> Records to process
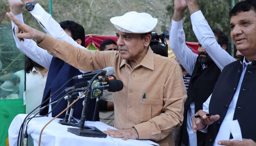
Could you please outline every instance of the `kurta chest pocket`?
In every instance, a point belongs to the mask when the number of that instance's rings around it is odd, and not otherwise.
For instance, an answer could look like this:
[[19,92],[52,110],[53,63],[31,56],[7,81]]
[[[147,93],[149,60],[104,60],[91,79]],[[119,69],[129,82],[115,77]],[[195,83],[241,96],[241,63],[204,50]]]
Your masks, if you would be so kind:
[[151,100],[143,99],[140,104],[140,122],[144,122],[158,116],[162,112],[163,99]]

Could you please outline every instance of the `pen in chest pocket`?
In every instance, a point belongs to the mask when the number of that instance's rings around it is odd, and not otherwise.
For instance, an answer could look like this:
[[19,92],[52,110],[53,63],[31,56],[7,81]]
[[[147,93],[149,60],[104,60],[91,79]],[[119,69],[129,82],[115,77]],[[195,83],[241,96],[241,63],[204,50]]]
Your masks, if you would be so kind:
[[143,103],[143,99],[146,98],[146,94],[145,93],[143,93],[143,94],[142,94],[142,97],[141,98],[141,103]]

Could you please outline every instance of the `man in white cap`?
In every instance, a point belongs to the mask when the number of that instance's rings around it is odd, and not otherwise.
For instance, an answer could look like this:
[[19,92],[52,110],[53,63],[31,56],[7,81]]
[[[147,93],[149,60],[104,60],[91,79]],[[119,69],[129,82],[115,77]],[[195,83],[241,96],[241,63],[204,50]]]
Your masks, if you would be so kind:
[[161,145],[173,145],[172,131],[183,121],[187,94],[178,64],[153,53],[149,47],[157,19],[136,12],[111,18],[117,29],[120,51],[99,51],[57,41],[22,24],[11,13],[7,15],[21,32],[18,38],[36,39],[38,46],[76,68],[88,72],[115,68],[114,75],[124,83],[122,90],[113,93],[114,126],[118,130],[105,133],[124,140],[149,139]]

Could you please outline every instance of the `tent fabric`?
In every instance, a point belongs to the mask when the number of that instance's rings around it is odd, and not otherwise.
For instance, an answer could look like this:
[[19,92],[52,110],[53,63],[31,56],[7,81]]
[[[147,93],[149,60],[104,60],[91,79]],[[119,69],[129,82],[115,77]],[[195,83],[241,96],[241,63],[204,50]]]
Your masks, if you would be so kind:
[[[116,36],[89,34],[85,36],[85,46],[89,50],[99,50],[99,46],[101,42],[106,39],[113,39],[116,42],[117,41],[117,37]],[[172,49],[170,47],[169,40],[166,40],[166,42],[168,45],[168,57],[172,58],[175,58],[175,55],[173,54]],[[198,43],[186,42],[186,44],[192,49],[194,53],[197,54]]]

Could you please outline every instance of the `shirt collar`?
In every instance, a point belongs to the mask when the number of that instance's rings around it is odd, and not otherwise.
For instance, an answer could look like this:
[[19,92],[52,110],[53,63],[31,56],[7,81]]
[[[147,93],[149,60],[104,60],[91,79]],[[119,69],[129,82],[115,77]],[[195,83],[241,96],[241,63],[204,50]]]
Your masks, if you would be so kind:
[[[128,61],[127,60],[122,59],[120,64],[120,68],[121,68],[125,64],[128,65]],[[154,70],[154,53],[153,51],[151,50],[150,47],[149,47],[147,54],[140,62],[139,65],[141,65],[149,69]]]
[[243,65],[243,69],[244,69],[244,68],[245,67],[245,66],[247,66],[248,64],[252,64],[251,62],[246,62],[246,60],[245,59],[245,57],[244,57],[242,63],[241,62],[241,60],[240,61],[240,62]]
[[39,71],[38,71],[38,70],[37,70],[35,69],[35,67],[33,67],[33,68],[32,68],[31,71],[32,71],[32,74],[36,74],[37,73],[39,72]]

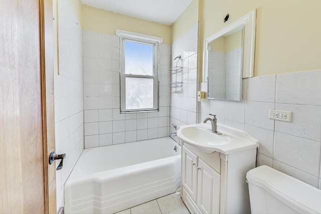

> Exercise instructions
Show each line of the records that contains the word "chest", copied in full.

> Answer to the exercise
Could you please outline every instance of the `kurta chest pocket`?
Could you please outline every instance of the `pen in chest pocket`?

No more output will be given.